BEGIN

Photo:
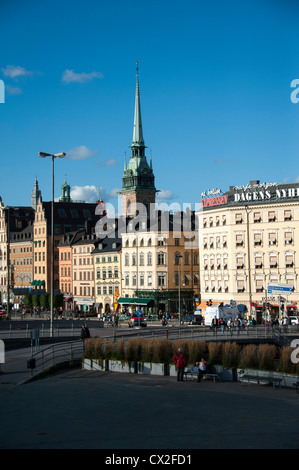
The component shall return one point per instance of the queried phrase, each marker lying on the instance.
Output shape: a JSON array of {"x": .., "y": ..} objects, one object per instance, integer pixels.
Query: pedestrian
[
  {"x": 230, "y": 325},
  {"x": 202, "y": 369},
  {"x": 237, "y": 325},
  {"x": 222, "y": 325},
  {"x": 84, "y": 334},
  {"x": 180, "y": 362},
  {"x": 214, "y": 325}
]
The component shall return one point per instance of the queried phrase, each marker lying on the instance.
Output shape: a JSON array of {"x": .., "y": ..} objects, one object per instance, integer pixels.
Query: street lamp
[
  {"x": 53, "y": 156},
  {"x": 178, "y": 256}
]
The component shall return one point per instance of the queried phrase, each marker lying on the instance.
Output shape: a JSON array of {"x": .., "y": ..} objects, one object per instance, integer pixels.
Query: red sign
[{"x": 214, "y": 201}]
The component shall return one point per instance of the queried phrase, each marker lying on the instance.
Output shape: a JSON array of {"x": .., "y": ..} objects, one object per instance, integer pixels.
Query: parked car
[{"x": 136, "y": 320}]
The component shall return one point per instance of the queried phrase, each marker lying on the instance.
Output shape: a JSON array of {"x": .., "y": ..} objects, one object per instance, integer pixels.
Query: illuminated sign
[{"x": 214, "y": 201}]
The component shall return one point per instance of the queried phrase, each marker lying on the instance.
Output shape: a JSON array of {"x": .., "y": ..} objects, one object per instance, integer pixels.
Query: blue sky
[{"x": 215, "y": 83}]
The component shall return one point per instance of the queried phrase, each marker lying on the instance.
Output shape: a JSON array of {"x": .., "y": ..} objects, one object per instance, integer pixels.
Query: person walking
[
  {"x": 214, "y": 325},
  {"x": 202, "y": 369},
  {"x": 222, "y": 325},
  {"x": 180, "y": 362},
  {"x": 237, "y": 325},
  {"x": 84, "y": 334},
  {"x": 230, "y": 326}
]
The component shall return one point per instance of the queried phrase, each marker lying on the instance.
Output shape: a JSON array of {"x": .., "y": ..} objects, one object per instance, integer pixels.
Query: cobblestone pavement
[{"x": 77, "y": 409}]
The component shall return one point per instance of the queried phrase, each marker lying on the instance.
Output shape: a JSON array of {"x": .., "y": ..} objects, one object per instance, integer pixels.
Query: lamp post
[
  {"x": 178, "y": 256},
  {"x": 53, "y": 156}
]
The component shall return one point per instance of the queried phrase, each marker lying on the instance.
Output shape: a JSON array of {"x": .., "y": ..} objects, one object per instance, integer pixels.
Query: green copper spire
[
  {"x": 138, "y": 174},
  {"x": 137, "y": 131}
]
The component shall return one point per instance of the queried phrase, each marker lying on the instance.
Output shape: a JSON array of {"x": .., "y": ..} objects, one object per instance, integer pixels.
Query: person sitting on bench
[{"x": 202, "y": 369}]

END

Retype the listing above exactly as it appears, omitting the pictures.

Photo:
The component shall return one point per instance of the queried phrase, each marker lying on the instance.
Output shape: a JSON array of {"x": .., "y": ..} objects, one object per instance, integer pixels.
Query: pedestrian
[
  {"x": 230, "y": 325},
  {"x": 202, "y": 369},
  {"x": 237, "y": 325},
  {"x": 222, "y": 325},
  {"x": 84, "y": 334},
  {"x": 180, "y": 362},
  {"x": 214, "y": 325}
]
The component shall return one point per instance of the queried phrase, each marker lying on the instance.
Output shape: a JSON array of {"x": .., "y": ..} objects, one object per instance, integer pixels.
Query: street lamp
[
  {"x": 53, "y": 156},
  {"x": 178, "y": 256}
]
The component shall return one point per instance of the queried phrase, each marker lying on the instance.
Output shape: a JSON array of {"x": .., "y": ..} objects, one object per instance, integer pixels.
Query: red sign
[{"x": 214, "y": 201}]
The component shall return one point per instance of the queried phrase, each marker lying on the instance.
Output shape: a JSON array of {"x": .., "y": ..} objects, one object per instance, integer pixels.
Query: parked car
[{"x": 136, "y": 320}]
The component shall return one point per instance of the queried phrase, each marker lying on the instance.
Output shape: a JSON array of {"x": .., "y": ..} objects, one object per instance, integer pixels.
Query: illuminated sign
[{"x": 214, "y": 201}]
The component shall return one point per instance of the queried phrase, each marker lying on the instance.
Output shape: a JSON array of {"x": .., "y": ..} objects, one object per instance, integer pixels.
Query: blue sky
[{"x": 215, "y": 83}]
The component shall return one point per instance of the queried phrase, each marker lying on the instance.
Output shape: a JSON array of {"x": .., "y": ..} objects, one object per instance, integer pixels.
Query: person walking
[
  {"x": 214, "y": 325},
  {"x": 202, "y": 369},
  {"x": 222, "y": 325},
  {"x": 180, "y": 362},
  {"x": 237, "y": 325},
  {"x": 84, "y": 334},
  {"x": 230, "y": 326}
]
The component shall return one point per instance of the queried phrase, each marker lying on the instance.
Output shape: a JSON array of {"x": .., "y": ..} objects, one object per instance, integer pixels.
Query: cobblestone pavement
[{"x": 77, "y": 409}]
The component shall return one point per instance of the queried phrase, each marker lying on the instance.
Output shape: a JSON array of {"x": .., "y": ..} objects, one object per instance, integer pixels.
Query: lamp post
[
  {"x": 178, "y": 256},
  {"x": 53, "y": 156}
]
The component shall return one point per instance of the queried phrase, each marker lying on the instance.
Output shape: a JSON array of {"x": .., "y": ..} objects, one object per instance, integer pixels.
Query: green copper spire
[
  {"x": 138, "y": 174},
  {"x": 137, "y": 131}
]
The component shall return one point per instance of the queried phrase, each marker lying on the instance.
Output shape: a JSON array of {"x": .., "y": ..} objects, one object per instance, integer pixels.
Query: person sitting on bench
[{"x": 202, "y": 369}]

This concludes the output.